* TASK DESCRIPTION
Copy each of the rows below line for line, with no changes.

Data records:

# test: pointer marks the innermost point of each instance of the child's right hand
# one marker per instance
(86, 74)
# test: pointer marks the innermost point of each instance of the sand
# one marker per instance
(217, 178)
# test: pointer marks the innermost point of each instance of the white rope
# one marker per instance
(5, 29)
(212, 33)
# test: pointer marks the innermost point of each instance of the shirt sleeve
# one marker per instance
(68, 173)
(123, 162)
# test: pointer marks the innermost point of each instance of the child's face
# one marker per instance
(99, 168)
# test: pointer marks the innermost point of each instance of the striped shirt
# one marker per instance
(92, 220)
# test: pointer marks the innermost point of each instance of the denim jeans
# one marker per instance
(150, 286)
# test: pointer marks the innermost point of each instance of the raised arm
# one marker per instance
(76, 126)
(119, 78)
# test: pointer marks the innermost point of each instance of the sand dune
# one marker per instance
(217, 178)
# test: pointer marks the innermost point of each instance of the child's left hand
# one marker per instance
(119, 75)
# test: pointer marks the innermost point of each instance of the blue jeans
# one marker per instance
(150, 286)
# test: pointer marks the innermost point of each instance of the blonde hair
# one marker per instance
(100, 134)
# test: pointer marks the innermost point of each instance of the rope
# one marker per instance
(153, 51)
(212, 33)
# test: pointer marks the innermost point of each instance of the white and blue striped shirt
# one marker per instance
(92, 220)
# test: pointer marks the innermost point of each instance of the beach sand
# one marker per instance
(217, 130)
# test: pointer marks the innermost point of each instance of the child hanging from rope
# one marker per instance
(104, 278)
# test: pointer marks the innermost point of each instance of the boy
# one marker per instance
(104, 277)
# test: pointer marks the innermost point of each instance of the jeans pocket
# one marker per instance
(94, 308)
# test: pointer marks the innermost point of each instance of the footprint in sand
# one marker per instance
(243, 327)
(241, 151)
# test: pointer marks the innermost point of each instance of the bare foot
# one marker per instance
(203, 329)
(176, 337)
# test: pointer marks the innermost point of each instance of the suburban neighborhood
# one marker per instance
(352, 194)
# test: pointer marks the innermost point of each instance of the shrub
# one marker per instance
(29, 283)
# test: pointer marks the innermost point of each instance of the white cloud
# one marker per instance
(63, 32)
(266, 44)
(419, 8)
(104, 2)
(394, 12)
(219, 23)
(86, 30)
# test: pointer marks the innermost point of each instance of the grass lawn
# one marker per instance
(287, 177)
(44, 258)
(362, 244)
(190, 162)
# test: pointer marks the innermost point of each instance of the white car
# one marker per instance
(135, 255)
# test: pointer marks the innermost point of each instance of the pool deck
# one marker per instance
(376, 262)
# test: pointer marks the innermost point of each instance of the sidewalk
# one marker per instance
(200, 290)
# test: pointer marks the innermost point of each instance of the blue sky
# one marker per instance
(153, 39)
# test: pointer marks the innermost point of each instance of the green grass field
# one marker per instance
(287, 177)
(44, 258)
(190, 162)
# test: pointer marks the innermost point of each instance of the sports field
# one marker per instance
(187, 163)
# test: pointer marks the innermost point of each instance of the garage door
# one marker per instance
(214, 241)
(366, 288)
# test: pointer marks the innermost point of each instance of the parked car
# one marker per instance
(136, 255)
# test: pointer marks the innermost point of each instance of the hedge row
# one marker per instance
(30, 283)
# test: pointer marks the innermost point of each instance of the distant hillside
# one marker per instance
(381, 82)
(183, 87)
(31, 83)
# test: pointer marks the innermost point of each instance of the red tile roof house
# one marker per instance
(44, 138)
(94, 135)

* EXERCISE OUTPUT
# test: pointer marks the innermost point of each instance of the child's right hand
# one marker per instance
(86, 74)
# test: pointer marks the innermost point of each instance of the sand
# one marker per instance
(217, 178)
# test: pointer marks the innermost point of each instance of the white rope
# one marker per instance
(5, 29)
(212, 33)
# test: pointer marks the innermost point of each instance of the shirt sleeve
# one marker per instance
(68, 173)
(123, 162)
# test: pointer marks the innermost point of each instance of the child's face
# one marker per instance
(99, 168)
# test: pointer marks the innermost point of each instance of the striped shirt
# one marker per instance
(92, 220)
# test: pointer marks the innermost point of each instance of the denim jeans
# one marker per instance
(150, 286)
# test: pointer marks the innermost point of each instance of the raised arm
# one marker per instance
(76, 126)
(119, 78)
# test: pointer marks the innermost point of each instance of the sand dune
# one marker per instance
(217, 178)
# test: pointer marks the innermost point of each instance of the child's left hand
# one marker per instance
(119, 75)
# test: pointer marks the innermost point of each instance of the blue jeans
# one marker per instance
(150, 286)
# test: pointer marks the innermost point of each instance of the blonde hair
# one marker per instance
(100, 134)
# test: pointer marks the innermost point of each instance of the rope
# one marker per instance
(153, 51)
(212, 33)
# test: pointer marks the innermost point of each instance of the white and blue striped shirt
# one marker per instance
(92, 220)
# test: pointer marks the innermost point of each instance of the beach sand
# one marker per instance
(217, 130)
# test: pointer marks the innermost point of each instance of the child hanging from rope
# one marker per instance
(104, 278)
# test: pointer marks the innermost point of each instance of the boy
# one marker per instance
(104, 277)
# test: pointer marks the innermost point of each instance of the jeans pocket
# one marker per instance
(94, 308)
# test: pointer marks the innermost point of each instance of the footprint in sand
# one marker per instance
(243, 327)
(241, 151)
# test: pointer marks the innermost point of each instance of the bare foot
# one marker per instance
(203, 329)
(176, 337)
# test: pointer marks the innermost point of each instance of the suburban neighborhood
# one marker per instance
(352, 194)
# test: pointer marks the innermost point of each instance of the shrub
# one marker per instance
(29, 283)
# test: pointer marks the innermost point of each instance of the white cloud
# one marker per instance
(63, 32)
(266, 44)
(419, 8)
(104, 2)
(394, 12)
(219, 23)
(86, 30)
# test: pointer marks the innermost point of each instance of the grass lawn
# one marker per instance
(287, 177)
(44, 258)
(362, 244)
(190, 162)
# test: pointer marks the innermost point of each instance of the white car
# one marker per instance
(135, 255)
# test: pointer marks the innermost point of each instance of the pool deck
# one marker per instance
(376, 262)
# test: pointer marks the innermost point of each instance of the sidewalk
# one marker per instance
(200, 290)
# test: pointer marks the innermost point of each instance of the blue sky
# one marker per instance
(153, 39)
# test: pointer marks the innermost point of each instance of the green grass field
# one marker per instance
(287, 177)
(44, 258)
(190, 162)
# test: pointer marks the innermost point of each instance of the sports field
# one marker per instance
(187, 163)
# test: pointer marks the innermost point of each instance of the garage door
# one marker per instance
(214, 241)
(366, 288)
# test: pointer marks the innermost point of each instance of the parked car
# one marker per instance
(136, 255)
# test: pointer marks the innermost point of each instance of the hedge row
# one marker per instance
(30, 283)
# test: pointer marks the innermost point of each instance of the distant hillside
# one marker per instance
(381, 82)
(183, 87)
(31, 83)
# test: pointer marks the innermost point of each instance of the red tile roof house
# one marker per instance
(44, 138)
(94, 135)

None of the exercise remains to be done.